─── Dataset ───

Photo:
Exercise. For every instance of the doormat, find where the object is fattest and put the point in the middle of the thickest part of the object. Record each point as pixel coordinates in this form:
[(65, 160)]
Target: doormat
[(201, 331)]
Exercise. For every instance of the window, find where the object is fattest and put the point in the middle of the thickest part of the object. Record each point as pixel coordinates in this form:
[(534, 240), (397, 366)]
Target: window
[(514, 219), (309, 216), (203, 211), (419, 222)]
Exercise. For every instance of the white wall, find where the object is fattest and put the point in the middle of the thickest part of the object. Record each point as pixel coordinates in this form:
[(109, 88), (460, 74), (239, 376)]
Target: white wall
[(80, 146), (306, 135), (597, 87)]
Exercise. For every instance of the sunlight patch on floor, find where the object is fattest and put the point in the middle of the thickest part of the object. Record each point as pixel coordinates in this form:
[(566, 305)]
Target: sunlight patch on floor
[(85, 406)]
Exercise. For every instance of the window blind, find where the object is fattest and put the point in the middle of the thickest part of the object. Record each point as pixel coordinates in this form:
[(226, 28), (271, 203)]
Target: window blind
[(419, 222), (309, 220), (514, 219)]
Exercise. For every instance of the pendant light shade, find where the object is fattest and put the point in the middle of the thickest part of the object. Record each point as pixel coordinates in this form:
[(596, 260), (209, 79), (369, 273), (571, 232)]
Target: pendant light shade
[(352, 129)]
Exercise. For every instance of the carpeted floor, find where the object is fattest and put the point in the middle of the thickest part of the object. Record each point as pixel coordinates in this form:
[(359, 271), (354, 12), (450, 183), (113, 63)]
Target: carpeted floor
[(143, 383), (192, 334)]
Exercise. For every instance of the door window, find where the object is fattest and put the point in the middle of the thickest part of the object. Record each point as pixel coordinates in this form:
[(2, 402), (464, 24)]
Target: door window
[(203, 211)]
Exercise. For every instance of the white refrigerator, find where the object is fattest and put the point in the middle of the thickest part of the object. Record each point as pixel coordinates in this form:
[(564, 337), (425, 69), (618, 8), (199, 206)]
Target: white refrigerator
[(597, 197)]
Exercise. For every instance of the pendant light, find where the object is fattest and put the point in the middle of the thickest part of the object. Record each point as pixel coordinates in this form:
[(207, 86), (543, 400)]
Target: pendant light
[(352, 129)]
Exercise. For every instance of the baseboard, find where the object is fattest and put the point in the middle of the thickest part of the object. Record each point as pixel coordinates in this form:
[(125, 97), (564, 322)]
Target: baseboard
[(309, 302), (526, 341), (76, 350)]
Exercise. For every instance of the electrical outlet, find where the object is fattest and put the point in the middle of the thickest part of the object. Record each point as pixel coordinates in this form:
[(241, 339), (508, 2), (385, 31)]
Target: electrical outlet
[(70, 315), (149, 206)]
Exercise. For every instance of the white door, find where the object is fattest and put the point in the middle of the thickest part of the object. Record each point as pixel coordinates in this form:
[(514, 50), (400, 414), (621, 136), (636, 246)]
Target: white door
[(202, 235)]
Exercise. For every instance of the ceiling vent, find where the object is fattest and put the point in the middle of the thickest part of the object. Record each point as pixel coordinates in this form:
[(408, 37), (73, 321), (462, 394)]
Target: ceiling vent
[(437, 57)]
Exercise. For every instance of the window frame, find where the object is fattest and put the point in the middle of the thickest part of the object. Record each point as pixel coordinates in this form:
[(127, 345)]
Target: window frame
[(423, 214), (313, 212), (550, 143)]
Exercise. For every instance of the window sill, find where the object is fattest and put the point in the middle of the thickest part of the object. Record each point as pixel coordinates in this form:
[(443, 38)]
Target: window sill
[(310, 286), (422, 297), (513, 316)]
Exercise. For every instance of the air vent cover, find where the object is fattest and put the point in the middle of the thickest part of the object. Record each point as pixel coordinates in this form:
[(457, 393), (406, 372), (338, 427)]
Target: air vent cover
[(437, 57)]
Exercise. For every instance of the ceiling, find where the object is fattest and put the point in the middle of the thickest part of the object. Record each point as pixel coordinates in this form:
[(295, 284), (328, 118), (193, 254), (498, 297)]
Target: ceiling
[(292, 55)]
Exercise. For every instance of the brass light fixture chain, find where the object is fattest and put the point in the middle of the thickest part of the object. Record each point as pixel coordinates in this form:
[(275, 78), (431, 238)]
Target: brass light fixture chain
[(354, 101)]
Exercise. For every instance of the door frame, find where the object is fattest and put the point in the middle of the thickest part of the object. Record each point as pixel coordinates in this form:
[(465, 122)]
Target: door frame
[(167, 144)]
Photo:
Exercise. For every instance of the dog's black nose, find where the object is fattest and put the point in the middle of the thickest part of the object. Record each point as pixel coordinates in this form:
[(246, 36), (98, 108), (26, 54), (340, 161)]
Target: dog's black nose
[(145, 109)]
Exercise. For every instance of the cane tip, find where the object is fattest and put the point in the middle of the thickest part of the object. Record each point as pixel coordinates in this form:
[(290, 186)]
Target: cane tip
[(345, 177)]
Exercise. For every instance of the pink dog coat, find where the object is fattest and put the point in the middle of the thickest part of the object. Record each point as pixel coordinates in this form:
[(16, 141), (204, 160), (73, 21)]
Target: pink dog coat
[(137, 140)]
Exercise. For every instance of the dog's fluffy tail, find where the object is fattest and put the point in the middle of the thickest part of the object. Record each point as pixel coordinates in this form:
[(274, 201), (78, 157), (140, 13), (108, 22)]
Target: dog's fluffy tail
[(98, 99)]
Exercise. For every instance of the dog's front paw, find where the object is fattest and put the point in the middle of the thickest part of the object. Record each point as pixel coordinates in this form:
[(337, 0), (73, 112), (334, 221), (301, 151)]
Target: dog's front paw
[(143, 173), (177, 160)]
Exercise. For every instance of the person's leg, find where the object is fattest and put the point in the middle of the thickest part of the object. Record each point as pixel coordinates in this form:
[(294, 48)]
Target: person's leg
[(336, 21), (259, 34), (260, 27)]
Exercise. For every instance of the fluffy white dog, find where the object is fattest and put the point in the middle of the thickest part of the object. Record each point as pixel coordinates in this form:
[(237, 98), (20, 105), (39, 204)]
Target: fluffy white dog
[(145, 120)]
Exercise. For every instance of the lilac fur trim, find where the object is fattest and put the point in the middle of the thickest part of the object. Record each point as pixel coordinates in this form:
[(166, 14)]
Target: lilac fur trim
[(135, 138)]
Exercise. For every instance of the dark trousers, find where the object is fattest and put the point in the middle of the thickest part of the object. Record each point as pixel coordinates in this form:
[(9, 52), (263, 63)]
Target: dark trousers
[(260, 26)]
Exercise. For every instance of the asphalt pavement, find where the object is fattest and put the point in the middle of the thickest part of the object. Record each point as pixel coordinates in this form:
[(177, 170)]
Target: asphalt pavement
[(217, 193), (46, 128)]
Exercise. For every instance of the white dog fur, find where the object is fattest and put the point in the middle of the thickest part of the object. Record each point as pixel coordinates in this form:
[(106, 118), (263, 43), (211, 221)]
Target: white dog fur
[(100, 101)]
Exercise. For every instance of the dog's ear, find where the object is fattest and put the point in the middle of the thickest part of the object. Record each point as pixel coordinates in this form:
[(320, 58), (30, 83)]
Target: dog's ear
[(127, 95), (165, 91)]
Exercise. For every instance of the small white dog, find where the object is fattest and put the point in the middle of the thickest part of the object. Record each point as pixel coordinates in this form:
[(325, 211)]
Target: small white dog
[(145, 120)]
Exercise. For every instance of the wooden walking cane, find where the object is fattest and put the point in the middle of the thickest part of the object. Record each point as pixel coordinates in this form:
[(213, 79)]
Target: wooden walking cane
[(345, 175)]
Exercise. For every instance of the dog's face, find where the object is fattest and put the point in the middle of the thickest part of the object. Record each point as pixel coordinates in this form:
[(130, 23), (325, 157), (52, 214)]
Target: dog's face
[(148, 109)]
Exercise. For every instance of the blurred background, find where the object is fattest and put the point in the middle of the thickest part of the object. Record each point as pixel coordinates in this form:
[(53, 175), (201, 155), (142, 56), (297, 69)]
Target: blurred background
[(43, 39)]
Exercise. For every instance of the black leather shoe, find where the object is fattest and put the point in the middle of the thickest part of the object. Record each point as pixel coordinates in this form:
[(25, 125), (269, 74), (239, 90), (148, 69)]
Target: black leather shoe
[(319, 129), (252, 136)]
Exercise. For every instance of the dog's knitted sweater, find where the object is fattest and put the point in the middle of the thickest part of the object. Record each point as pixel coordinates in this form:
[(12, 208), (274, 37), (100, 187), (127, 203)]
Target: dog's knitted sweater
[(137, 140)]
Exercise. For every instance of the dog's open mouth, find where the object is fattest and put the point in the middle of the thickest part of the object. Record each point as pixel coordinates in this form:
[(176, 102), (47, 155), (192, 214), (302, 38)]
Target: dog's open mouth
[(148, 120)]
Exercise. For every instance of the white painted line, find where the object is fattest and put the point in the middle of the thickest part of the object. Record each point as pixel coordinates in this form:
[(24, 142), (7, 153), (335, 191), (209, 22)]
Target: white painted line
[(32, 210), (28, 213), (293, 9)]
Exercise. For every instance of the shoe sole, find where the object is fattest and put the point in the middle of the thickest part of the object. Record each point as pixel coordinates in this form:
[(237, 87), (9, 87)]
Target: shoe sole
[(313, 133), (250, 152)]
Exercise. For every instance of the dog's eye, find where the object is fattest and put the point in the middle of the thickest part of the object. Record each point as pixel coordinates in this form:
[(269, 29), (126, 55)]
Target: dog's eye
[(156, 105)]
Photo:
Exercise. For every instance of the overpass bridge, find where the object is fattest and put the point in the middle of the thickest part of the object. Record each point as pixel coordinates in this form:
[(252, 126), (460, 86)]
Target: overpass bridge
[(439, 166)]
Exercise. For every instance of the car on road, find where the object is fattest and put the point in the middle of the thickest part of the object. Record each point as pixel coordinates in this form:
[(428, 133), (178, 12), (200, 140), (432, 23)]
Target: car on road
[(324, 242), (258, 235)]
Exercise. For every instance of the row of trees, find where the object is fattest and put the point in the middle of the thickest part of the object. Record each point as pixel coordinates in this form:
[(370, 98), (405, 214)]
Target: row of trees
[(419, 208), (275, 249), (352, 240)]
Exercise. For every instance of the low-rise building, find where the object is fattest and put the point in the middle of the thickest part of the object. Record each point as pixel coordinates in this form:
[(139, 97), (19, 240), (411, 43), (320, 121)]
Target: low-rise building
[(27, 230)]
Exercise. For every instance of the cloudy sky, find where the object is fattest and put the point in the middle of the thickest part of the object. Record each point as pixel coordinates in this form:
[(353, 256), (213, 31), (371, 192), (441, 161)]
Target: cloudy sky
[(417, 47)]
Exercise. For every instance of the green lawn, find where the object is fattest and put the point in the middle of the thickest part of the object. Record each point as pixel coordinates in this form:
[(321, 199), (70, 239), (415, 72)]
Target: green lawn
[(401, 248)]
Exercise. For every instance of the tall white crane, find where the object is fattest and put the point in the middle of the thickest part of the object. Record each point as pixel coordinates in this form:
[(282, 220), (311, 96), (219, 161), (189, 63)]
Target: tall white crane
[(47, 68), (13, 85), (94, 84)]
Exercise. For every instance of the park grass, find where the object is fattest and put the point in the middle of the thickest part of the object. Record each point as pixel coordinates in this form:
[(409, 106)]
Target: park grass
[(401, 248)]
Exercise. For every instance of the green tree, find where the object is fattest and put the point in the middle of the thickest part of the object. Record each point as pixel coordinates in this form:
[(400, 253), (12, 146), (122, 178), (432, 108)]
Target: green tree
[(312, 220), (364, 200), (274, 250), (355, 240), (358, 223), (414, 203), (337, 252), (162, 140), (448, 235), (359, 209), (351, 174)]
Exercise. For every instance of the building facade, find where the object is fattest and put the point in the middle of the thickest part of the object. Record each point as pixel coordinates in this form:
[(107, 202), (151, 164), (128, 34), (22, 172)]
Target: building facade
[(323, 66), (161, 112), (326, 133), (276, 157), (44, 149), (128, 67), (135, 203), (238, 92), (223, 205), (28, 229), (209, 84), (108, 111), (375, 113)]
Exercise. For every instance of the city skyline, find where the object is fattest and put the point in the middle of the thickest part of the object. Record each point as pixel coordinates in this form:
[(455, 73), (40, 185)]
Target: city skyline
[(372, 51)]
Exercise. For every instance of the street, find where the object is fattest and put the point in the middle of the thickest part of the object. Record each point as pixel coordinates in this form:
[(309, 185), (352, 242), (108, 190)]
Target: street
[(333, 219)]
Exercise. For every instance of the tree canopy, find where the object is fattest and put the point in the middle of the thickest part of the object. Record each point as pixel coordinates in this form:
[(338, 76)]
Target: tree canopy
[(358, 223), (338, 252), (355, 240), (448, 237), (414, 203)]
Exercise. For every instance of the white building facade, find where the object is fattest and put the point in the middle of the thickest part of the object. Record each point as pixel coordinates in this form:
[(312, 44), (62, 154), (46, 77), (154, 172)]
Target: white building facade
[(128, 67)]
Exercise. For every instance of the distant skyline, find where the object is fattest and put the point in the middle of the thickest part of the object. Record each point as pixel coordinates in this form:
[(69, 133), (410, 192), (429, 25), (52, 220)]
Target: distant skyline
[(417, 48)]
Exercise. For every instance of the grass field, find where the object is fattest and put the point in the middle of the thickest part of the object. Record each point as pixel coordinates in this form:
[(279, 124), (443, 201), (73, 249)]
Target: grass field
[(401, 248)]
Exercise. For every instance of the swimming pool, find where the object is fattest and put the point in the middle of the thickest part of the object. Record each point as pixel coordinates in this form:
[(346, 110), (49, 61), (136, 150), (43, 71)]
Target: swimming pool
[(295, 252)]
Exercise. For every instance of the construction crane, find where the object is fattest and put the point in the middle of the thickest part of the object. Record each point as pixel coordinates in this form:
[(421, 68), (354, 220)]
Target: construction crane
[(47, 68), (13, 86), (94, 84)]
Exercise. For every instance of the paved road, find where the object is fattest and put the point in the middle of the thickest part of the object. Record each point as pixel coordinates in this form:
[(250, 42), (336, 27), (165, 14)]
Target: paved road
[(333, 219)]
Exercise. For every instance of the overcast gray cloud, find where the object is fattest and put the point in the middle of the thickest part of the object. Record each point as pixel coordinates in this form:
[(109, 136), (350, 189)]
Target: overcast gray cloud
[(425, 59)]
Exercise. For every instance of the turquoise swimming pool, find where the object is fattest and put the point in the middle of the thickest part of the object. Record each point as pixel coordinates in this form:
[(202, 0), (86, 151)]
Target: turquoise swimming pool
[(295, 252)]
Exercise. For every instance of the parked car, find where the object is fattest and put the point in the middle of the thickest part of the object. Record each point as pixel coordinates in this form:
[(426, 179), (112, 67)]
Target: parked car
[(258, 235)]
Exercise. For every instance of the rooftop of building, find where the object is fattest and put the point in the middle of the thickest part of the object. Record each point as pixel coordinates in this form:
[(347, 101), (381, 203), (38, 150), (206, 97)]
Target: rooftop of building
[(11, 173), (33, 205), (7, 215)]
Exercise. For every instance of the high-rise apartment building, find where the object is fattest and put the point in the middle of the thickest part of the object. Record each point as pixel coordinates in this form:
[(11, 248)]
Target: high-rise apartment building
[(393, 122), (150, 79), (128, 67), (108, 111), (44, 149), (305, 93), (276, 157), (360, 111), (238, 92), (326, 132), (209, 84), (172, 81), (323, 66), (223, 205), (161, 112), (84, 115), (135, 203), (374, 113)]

───

Exercise directions → Copy the data from the line holding "Exercise. For every instance of the carpeted" through the line holding "[(203, 211)]", both included, and swap "carpeted floor" for "tiled floor" with nothing else changed.

Expected answer →
Exercise. For every instance of the tiled floor, find where the object is fattest and put the point in the middle of the thickest part of the object. Record each point as pixel coordinates in this form:
[(359, 271), (354, 12), (450, 183), (113, 63)]
Target: tiled floor
[(143, 383), (192, 334)]
Exercise. For every instance of the door window, find where the object is fattest and put the point in the middle of the thickest part of the object. Record each point as pixel coordinates in this form:
[(2, 402), (464, 24)]
Target: door window
[(203, 211)]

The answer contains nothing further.